* Task brief *
Please count the lines in the records below that include the word "saddle" and report only the total.

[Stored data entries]
::::

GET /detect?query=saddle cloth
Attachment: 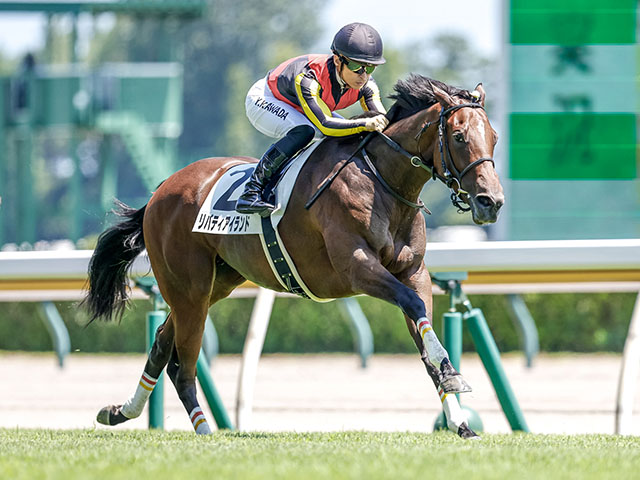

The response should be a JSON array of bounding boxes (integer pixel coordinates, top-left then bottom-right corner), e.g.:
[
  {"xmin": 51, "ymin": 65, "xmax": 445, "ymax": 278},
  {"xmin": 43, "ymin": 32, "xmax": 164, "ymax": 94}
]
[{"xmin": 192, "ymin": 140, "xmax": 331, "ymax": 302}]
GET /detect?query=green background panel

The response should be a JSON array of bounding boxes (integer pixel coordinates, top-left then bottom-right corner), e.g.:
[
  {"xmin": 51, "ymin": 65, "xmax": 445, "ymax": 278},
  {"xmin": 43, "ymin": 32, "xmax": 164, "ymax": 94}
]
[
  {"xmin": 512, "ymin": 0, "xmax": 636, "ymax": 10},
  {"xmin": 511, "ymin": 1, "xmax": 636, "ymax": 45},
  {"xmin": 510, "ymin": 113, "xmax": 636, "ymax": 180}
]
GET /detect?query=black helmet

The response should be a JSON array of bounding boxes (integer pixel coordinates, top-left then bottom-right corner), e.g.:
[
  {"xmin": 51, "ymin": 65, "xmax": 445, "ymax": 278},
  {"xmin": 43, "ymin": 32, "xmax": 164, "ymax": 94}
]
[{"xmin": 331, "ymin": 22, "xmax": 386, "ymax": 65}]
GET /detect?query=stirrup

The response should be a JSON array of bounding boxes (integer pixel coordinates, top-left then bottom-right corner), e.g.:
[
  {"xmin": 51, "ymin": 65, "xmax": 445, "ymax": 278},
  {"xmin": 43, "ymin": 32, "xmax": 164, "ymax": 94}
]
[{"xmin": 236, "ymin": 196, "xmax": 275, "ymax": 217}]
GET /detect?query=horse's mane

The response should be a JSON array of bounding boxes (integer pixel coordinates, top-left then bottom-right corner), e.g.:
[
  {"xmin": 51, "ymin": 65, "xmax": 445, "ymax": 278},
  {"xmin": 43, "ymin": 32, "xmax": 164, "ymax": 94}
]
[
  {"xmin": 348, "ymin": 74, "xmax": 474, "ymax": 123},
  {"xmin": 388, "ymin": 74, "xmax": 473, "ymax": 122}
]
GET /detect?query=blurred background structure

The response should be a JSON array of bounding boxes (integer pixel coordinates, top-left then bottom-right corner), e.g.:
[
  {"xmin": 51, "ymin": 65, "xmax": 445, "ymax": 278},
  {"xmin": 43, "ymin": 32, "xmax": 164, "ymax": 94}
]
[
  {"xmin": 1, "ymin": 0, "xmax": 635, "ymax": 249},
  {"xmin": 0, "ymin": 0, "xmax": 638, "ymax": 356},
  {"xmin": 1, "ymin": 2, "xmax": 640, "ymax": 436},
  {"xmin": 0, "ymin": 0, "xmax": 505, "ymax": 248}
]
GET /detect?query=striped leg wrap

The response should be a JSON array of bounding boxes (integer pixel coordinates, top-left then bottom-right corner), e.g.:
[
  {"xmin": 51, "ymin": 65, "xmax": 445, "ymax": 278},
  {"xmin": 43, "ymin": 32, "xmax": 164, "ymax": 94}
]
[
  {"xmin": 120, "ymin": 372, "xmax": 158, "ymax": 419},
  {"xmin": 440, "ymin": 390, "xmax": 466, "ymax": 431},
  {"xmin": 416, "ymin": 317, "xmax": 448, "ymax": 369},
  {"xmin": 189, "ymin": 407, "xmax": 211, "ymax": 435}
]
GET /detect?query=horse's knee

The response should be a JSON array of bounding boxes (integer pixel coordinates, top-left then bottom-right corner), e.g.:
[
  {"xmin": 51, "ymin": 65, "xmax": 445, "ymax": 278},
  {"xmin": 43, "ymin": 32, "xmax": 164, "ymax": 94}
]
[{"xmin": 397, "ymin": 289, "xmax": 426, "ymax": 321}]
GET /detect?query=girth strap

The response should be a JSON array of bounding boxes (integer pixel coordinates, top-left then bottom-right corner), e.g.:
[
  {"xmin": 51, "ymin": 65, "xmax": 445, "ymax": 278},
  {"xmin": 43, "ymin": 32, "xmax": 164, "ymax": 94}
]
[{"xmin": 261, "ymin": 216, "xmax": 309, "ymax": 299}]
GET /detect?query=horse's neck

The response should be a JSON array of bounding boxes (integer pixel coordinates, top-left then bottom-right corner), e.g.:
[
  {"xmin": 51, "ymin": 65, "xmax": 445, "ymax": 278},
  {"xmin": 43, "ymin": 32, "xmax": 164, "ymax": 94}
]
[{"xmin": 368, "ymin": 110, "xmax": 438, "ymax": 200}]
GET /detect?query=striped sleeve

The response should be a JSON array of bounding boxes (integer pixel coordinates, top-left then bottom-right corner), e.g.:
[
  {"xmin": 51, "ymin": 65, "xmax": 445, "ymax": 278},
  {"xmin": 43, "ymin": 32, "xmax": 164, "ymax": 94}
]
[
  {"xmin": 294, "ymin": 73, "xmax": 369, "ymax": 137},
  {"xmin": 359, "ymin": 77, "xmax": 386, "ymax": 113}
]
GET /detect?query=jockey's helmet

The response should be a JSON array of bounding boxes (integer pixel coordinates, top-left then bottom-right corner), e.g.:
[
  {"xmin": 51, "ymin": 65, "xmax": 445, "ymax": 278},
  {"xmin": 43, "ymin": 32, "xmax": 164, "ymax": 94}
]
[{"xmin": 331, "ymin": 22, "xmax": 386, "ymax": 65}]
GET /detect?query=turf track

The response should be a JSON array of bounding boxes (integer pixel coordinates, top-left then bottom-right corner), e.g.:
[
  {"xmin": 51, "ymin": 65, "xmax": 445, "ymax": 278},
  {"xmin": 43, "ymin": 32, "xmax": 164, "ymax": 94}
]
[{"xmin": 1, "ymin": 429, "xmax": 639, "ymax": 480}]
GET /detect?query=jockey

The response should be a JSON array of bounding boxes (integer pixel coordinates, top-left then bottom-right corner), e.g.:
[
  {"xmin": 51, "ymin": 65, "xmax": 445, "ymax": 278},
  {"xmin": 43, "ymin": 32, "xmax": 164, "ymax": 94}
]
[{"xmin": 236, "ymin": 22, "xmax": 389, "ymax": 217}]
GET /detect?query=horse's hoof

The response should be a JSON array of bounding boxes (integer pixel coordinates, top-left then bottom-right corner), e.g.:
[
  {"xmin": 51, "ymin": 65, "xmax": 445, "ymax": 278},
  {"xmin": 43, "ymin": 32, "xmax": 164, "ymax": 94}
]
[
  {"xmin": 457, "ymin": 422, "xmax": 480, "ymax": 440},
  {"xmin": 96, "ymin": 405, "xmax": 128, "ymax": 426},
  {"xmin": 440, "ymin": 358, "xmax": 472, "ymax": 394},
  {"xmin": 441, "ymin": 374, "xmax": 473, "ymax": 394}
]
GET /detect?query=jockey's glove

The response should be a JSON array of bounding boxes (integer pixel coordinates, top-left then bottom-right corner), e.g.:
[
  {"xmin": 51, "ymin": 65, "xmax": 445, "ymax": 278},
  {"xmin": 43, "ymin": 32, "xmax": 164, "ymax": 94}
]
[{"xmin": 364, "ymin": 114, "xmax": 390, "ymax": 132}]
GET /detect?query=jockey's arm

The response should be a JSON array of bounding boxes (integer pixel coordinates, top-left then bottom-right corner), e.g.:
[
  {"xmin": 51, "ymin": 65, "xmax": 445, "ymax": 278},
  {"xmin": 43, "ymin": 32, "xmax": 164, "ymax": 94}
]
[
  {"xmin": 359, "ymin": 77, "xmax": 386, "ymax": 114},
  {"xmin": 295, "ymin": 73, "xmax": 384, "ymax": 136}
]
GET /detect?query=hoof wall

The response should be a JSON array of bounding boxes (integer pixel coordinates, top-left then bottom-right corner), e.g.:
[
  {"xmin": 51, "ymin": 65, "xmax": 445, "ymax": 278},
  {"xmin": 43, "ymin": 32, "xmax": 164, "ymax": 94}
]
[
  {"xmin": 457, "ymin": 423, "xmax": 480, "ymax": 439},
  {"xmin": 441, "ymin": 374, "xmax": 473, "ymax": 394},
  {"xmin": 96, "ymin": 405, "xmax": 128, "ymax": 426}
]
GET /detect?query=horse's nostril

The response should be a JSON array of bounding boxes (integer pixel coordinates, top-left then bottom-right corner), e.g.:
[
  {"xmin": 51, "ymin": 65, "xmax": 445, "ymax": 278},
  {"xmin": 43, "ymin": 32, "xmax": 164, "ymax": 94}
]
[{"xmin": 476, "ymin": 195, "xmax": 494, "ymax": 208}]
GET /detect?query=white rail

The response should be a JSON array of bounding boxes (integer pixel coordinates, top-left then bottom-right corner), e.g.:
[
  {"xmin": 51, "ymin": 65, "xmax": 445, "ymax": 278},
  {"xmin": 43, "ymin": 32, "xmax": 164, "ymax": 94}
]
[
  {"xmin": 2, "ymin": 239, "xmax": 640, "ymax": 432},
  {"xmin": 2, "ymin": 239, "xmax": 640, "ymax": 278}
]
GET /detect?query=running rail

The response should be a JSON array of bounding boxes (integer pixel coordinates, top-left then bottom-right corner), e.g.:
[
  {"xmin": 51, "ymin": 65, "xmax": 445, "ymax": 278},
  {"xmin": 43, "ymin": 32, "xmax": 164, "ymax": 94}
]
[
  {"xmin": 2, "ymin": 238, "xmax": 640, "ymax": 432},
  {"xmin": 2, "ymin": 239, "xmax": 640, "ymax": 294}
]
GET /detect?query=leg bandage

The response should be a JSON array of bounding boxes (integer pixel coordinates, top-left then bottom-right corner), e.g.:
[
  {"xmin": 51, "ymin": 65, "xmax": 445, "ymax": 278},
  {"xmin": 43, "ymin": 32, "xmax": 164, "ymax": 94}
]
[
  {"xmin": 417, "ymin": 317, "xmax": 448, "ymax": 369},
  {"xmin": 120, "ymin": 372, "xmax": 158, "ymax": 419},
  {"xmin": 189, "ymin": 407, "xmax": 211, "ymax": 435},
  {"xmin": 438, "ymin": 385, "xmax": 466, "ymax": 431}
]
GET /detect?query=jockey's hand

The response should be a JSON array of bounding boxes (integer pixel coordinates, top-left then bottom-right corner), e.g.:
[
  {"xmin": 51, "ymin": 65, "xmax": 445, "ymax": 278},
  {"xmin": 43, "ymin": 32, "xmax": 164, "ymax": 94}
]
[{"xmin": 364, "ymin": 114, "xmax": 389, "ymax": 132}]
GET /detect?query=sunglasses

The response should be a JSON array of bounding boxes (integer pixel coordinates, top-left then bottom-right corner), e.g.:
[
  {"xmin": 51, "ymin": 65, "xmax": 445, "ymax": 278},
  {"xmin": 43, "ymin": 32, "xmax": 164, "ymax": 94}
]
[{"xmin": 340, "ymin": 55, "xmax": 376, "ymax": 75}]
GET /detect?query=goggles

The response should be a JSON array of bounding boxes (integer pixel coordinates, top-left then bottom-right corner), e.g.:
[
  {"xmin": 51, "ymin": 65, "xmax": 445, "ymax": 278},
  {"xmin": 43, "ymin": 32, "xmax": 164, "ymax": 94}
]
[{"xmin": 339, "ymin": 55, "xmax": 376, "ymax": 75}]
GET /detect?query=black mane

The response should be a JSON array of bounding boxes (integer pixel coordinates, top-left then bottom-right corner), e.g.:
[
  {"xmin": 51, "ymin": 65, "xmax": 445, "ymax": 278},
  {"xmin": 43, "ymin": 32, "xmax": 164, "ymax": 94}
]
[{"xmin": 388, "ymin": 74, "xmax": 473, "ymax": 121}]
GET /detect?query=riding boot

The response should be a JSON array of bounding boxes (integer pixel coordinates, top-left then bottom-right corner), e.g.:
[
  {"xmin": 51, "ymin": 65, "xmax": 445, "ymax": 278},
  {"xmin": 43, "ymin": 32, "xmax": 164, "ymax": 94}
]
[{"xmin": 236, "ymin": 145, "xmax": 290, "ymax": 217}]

::::

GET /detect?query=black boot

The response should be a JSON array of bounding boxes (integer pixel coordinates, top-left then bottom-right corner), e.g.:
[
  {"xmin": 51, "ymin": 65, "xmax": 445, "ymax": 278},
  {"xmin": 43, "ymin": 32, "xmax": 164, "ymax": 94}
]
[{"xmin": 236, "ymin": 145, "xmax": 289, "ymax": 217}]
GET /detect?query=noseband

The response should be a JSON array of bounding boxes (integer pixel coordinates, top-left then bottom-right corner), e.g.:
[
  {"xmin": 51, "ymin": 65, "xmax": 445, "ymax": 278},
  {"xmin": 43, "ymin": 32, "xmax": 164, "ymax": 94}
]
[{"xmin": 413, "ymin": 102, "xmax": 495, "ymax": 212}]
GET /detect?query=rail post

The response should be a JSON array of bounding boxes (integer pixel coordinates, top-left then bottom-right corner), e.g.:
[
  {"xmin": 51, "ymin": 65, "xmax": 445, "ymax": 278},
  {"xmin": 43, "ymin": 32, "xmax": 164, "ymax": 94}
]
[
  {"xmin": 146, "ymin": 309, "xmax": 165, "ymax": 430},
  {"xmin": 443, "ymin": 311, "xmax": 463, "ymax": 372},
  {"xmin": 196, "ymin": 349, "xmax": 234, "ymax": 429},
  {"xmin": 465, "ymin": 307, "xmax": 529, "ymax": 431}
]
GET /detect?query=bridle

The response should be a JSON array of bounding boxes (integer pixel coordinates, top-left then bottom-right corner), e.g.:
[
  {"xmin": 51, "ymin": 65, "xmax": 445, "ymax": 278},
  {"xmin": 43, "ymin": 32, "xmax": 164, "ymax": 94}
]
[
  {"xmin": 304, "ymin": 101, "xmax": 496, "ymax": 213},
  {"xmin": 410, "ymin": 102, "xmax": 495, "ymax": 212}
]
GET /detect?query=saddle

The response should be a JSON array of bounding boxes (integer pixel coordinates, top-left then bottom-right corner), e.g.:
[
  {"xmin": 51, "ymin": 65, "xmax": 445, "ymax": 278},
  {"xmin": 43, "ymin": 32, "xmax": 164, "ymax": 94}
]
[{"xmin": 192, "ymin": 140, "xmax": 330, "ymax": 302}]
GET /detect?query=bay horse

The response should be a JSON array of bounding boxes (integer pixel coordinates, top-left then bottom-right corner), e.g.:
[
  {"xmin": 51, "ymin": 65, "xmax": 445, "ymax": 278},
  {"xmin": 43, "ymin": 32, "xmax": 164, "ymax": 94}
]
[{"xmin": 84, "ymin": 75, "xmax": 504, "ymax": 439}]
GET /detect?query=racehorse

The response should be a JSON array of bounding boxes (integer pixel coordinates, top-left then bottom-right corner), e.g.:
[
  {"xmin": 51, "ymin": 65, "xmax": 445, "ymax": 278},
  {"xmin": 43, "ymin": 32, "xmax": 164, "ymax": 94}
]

::::

* Written answer *
2